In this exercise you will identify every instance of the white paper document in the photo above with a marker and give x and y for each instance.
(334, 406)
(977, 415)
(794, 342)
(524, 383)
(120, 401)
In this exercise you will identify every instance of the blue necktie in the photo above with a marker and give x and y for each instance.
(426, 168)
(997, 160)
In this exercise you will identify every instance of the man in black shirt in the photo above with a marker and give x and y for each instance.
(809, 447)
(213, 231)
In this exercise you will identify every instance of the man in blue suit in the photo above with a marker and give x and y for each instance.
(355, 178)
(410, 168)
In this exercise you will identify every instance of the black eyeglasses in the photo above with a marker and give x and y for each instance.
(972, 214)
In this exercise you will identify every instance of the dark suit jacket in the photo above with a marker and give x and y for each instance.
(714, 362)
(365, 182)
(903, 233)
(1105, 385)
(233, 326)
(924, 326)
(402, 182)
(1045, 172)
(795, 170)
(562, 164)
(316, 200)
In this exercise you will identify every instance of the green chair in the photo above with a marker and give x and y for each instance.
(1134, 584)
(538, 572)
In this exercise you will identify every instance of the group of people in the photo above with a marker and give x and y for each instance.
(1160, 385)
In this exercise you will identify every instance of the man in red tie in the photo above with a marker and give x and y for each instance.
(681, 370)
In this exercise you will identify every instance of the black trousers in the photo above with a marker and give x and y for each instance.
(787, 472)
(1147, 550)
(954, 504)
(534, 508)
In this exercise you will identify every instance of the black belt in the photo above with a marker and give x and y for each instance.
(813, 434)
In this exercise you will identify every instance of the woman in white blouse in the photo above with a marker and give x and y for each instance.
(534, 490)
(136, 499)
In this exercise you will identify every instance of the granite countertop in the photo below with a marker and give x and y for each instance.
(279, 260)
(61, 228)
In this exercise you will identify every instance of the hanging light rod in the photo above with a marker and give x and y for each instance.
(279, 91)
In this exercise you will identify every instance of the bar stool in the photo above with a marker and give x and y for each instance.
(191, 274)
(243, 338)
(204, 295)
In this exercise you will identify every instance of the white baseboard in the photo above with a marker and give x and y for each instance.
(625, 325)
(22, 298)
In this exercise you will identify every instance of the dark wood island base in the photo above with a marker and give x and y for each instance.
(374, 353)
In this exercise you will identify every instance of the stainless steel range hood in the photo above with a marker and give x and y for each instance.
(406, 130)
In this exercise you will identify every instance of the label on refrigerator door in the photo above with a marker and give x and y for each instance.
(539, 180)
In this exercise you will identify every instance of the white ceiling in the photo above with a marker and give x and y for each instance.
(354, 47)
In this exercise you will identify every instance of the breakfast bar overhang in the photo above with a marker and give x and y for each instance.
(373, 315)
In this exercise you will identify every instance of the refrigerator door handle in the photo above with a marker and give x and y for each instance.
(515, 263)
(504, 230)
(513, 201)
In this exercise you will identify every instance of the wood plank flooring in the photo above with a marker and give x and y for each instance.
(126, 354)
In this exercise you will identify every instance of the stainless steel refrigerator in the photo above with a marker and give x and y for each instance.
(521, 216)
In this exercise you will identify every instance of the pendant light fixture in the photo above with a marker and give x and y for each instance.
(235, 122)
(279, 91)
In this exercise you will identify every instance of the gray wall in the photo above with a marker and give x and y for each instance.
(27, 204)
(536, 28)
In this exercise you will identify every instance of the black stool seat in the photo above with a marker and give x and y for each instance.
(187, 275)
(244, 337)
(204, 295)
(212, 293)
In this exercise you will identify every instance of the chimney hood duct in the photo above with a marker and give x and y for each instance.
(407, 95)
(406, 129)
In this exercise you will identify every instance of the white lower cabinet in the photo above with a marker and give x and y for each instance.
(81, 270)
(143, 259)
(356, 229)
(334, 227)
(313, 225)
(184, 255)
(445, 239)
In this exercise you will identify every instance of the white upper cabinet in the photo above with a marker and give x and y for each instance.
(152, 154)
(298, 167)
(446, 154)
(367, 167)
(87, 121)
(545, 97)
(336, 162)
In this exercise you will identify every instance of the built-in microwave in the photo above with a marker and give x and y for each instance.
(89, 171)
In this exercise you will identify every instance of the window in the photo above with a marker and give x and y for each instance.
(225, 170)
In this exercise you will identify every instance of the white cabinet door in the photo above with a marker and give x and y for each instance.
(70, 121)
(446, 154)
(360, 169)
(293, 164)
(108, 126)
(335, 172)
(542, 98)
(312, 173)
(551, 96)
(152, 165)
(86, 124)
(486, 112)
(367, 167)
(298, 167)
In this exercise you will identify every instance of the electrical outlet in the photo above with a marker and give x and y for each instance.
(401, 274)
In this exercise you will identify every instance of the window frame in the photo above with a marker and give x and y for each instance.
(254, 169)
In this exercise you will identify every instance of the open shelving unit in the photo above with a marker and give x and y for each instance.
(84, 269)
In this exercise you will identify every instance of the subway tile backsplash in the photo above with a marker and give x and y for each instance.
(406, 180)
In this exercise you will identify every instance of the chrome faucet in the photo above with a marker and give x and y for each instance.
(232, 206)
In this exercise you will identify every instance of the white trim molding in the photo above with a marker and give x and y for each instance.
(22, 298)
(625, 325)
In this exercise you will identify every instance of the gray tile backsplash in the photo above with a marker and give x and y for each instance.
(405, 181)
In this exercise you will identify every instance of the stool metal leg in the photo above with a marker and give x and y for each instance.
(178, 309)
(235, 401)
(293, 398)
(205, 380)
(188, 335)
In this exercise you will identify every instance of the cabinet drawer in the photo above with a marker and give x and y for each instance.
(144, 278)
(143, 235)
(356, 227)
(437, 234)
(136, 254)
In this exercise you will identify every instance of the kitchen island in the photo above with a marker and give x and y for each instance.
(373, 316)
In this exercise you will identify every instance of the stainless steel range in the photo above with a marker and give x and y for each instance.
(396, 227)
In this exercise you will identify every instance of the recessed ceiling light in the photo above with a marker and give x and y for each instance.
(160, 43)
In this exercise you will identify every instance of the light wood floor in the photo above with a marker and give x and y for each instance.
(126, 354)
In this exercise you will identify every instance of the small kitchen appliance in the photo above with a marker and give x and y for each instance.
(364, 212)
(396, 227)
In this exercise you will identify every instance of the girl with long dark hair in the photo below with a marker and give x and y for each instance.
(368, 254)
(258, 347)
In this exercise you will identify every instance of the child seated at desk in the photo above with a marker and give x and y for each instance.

···

§ **Directions for this task**
Return every record, word for word.

§ **Answer for this exercise**
In this exercise you will identify every instance of the white paper document in the photo above with a marker and give x and y for each instance.
(334, 406)
(977, 415)
(794, 342)
(524, 383)
(120, 401)
In this exercise you will identify every instance of the blue necktie in the photo above with a marker and give x and y for each instance.
(426, 168)
(997, 160)
In this exercise you will identify every instance of the man in black shirt in the photo above with a marker and give x and y for each instance.
(809, 447)
(213, 231)
In this exercise you will identify every instance of the man in blue suit in the photo above with a marker and give x and y for each instance.
(355, 178)
(410, 168)
In this exercise you will identify every instance of the black eyeglasses in the photo above with a marker and give x and y for each instance.
(972, 214)
In this exercise you will identify every instance of the dark suit jacket in the photo above with a marker and give x and y for each instance.
(714, 362)
(365, 182)
(903, 233)
(1105, 385)
(233, 326)
(924, 326)
(402, 182)
(1045, 172)
(795, 170)
(562, 164)
(316, 200)
In this exercise you will identify every instance of the green chair in the photo above with a marker and give x and y for each instance.
(1134, 584)
(538, 572)
In this exercise you will identify every instance of the group of people in the photo above with a marker and give x and y for each instance.
(1160, 385)
In this exercise you will identify every instance of the man in red tie in the photo above with a marker and give x and y for each instance.
(681, 370)
In this exercise you will identify every instance of the black trousers in the photo above with a marker and give x and y for each instance.
(787, 472)
(1147, 550)
(954, 504)
(534, 508)
In this exercise you will identify every instance of the black belt in the photo above with a marker and give x and y for each instance.
(813, 434)
In this exercise you will identify every instance of the woman in white blouse in the photo above with a marker and give x and y for each instance.
(534, 490)
(136, 499)
In this exercise you will identify every instance of the granite countertop in the photo below with a marker and give x and y for each instance.
(279, 260)
(61, 228)
In this exercise you will identify every instance of the hanging light rod in the photo above with a marker and give x and y for each instance.
(279, 91)
In this exercise you will identify every instance of the bar stool in the photo above with a marker and give x and y for each instance.
(191, 274)
(243, 338)
(204, 295)
In this exercise you will identify every instance of the white baseboard in the photo above with a marker and give x and y for each instance.
(625, 325)
(22, 298)
In this exercise you will identify every instance of the dark wood island base in the photo above with a marker and give x and y for each instance.
(374, 353)
In this exercise you will identify every instance of the stainless steel range hood in the photo above with a marker and give x and y for each instance.
(406, 130)
In this exercise you will identify every instance of the label on refrigerator door in the photo above with a marker and give x and y for each instance.
(539, 180)
In this exercise you will identify every instance of the white ceiling in the photo above with a marker and give x and y for each instance.
(354, 47)
In this exercise you will identify every instance of the breakfast bar overhang in the photo above with a marker and give x and y for each instance.
(373, 315)
In this exercise you will identify every instance of the refrigerator door handle in the photo above with a marker and give x and y for each instance.
(515, 263)
(504, 230)
(513, 201)
In this exercise you will identify every instance of the wood plank flooring in the photo above with a marker and give x and y for each instance.
(126, 354)
In this exercise you will identify every instance of the stainless steel refrigerator in the photo above with a marker and give x and y for each instance.
(521, 216)
In this exercise you will identify every instance of the pendant light fixture in the photo above with a marker and give x and y for each instance.
(235, 122)
(279, 91)
In this exercise you will identify every instance of the gray wall in the photo above with a marker and give x and y for each instance.
(27, 204)
(536, 28)
In this exercise you will identify every instance of the black stool seat in the photo above with a marker and give x and y for each instance.
(187, 275)
(244, 337)
(204, 295)
(212, 293)
In this exercise you will identify every instance of the chimney hood duct in the photo above with a marker and give x and y for each instance.
(407, 95)
(406, 129)
In this exercise you will identify every instance of the white lower cabinet in the photo above with a marker and give x and y for each instance.
(81, 270)
(143, 259)
(356, 229)
(334, 227)
(313, 225)
(184, 255)
(445, 239)
In this exercise you will identify every instance of the white upper cabinet in the photo above with a marker and give x and y for each instance.
(152, 154)
(298, 167)
(446, 154)
(367, 167)
(87, 121)
(545, 97)
(336, 162)
In this exercise you will identify every instance of the built-in microwave in the photo above with a marker and give x and y for each instance.
(89, 171)
In this exercise you will identify every instance of the window in the photo above with a marker and give x and y for each instance.
(225, 170)
In this exercise you will identify every instance of the white cabinet door in the photo above with a marker and give x and y for each instance.
(70, 121)
(446, 154)
(360, 169)
(293, 164)
(108, 126)
(335, 172)
(542, 98)
(312, 173)
(551, 96)
(152, 165)
(86, 124)
(486, 112)
(367, 167)
(298, 167)
In this exercise you will identify every instance of the electrical outlet in the photo above with a marker and give x and y for each instance.
(401, 274)
In this exercise you will identify every instance of the window frame in the photo above with a marker and give x and y for each instance.
(254, 169)
In this exercise you will identify every instance of the open shelving unit in the photo above with a marker and give x and y for each instance.
(84, 269)
In this exercise you will identify every instance of the subway tile backsplash in the photo above with a marker and give x and y for each instance.
(406, 180)
In this exercise you will identify every instance of the chrome faucet in the photo above with a marker and give x and y for each instance.
(232, 206)
In this exercise you will identify every instance of the white trim molding in the photo above with a marker and give x and y for each instance.
(22, 298)
(625, 325)
In this exercise you will identify every instance of the gray tile backsplash in the photo above with a marker and give x and y for each instance.
(405, 181)
In this exercise you will identify every instance of the stool metal leg in the photo above with a marker and give x and y for each instance.
(178, 309)
(235, 401)
(293, 398)
(205, 380)
(188, 335)
In this exercise you will identify every instance of the cabinet drawer in the photo above with a marker and give x and y for each instance.
(144, 278)
(143, 235)
(356, 227)
(437, 234)
(136, 254)
In this exercise you will identify every instance of the kitchen island in the photo above with a marker and give x and y for each instance.
(373, 316)
In this exercise you will identify every instance of the stainless steel range in the photo above with a marker and give x and y for each instance.
(396, 227)
In this exercise you will identify every instance of the recessed ceiling light in the photo above with a marker and give x and y for each instance.
(160, 43)
In this exercise you will identify every instance of the light wood floor in the photo above with a marker and give x and y for each instance.
(126, 354)
In this exercise you will identify every instance of the small kitchen appliance in the photo above with a marker and give x and y for each instance.
(364, 212)
(396, 227)
In this exercise you will identify every instance of the girl with long dark hair in the photo below with a marker and give x and y for each instance.
(368, 254)
(258, 347)
In this exercise you will identify every instance of the child seated at desk in the photo above with a marker and give x and y for each instance.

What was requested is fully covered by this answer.